Tasks to perform
a – Summarize the AI engineering guide in two sentences.
b – Carry on the AI engineering guide after its final sentence.
Top of Text block
AI Engineering: Building Production-Ready LLM Applications
From prompt engineering to production deployment: a comprehensive guide to building robust AI-powered applications that scale.
The AI Engineering Paradigm
We’re witnessing a fundamental shift in software development. Traditional programming requires specifying exact logic; AI engineering requires specifying outcomes and letting models figure out the implementation.
This guide covers building production-ready AI applications that are reliable, scalable, and maintainable.
Bottom of Text block
Top of Dataset excerpts
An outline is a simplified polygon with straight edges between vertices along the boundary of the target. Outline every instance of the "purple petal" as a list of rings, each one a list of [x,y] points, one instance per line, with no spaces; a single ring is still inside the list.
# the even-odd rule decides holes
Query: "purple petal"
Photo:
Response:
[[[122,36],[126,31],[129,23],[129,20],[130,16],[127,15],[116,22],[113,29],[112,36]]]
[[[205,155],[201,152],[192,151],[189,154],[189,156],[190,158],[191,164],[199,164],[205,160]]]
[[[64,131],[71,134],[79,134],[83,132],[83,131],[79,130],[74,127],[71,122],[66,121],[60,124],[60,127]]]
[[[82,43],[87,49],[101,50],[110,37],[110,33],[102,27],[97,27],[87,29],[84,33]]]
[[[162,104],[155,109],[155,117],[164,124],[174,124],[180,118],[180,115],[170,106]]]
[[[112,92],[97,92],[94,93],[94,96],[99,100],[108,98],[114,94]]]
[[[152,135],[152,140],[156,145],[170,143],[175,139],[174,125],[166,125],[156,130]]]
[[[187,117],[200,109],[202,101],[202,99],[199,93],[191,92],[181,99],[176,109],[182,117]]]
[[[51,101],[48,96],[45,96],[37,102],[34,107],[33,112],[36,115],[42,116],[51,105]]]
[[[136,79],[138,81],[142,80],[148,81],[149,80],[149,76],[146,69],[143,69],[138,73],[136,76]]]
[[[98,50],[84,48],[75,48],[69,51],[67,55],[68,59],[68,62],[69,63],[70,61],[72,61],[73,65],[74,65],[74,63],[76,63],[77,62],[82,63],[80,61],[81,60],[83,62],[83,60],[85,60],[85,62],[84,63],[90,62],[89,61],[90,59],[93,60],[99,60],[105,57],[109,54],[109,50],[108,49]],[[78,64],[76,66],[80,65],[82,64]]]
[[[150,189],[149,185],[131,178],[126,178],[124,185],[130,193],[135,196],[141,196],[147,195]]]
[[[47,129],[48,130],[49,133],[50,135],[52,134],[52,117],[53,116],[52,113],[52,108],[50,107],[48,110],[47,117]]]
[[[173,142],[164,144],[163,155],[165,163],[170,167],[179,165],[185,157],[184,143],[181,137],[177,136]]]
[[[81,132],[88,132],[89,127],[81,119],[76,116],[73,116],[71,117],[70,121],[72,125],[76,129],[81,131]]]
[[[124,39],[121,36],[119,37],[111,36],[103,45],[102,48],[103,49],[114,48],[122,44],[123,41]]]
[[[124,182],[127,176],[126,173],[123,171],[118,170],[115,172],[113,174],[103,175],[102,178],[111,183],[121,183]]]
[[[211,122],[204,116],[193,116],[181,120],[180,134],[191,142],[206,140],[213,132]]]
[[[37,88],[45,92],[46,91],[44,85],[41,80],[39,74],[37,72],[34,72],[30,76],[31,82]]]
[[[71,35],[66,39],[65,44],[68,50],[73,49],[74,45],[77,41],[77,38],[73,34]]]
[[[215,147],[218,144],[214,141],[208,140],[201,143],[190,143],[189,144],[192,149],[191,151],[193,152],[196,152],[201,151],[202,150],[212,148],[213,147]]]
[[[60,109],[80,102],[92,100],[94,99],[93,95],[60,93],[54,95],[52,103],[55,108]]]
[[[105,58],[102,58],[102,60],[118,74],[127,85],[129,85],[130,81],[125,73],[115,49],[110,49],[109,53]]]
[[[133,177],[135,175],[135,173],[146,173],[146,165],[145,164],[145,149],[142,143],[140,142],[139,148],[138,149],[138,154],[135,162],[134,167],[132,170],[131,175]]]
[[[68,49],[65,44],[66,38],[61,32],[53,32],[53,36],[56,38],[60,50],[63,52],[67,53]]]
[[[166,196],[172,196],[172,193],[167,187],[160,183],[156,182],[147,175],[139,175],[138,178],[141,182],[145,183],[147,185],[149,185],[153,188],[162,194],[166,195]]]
Bottom of Dataset excerpts
Answer list
a – Software development is undergoing a fundamental shift: traditional programming specifies exact logic, while AI engineering specifies outcomes and lets models figure out the implementation. The guide covers building reliable, scalable, and maintainable AI applications, taking them from prompt engineering to production deployment.

b –
Architecture Overview
┌─────────────────────────────────────────────────────────────┐
│ User Interface │
└─────────────────────┬───────────────────────────────────────┘
│
┌─────────────────────▼───────────────────────────────────────┐
│ API Layer (FastAPI/Next.js) │
│ ┌─────────────┐ ┌─────────────┐ ┌─────────────────┐ │
│ │ Rate Limit │ │ Auth │ │ Cache (Redis) │ │
│ └─────────────┘ └─────────────┘ └─────────────────┘ │
└─────────────────────┬───────────────────────────────────────┘
│
┌─────────────────────▼───────────────────────────────────────┐
│ Application Layer │
│ ┌─────────────┐ ┌─────────────┐ ┌─────────────────┐ │
│ │ Prompt │ │ Tool │ │ Memory │ │
│ │ Manager │ │ Executor │ │ Manager │ │
│ └─────────────┘ └─────────────┘ └─────────────────┘ │
└─────────────────────┬───────────────────────────────────────┘
│
┌─────────────────────▼───────────────────────────────────────┐
│ Model Layer │
│ ┌─────────────────────────────────────────────────────┐ │
│ │ LLM (OpenAI/Anthropic/Custom) │ │
│ └─────────────────────────────────────────────────────┘ │
└─────────────────────────────────────────────────────────────┘
1. Prompt Engineering Patterns
The RAG Pattern (Retrieval Augmented Generation)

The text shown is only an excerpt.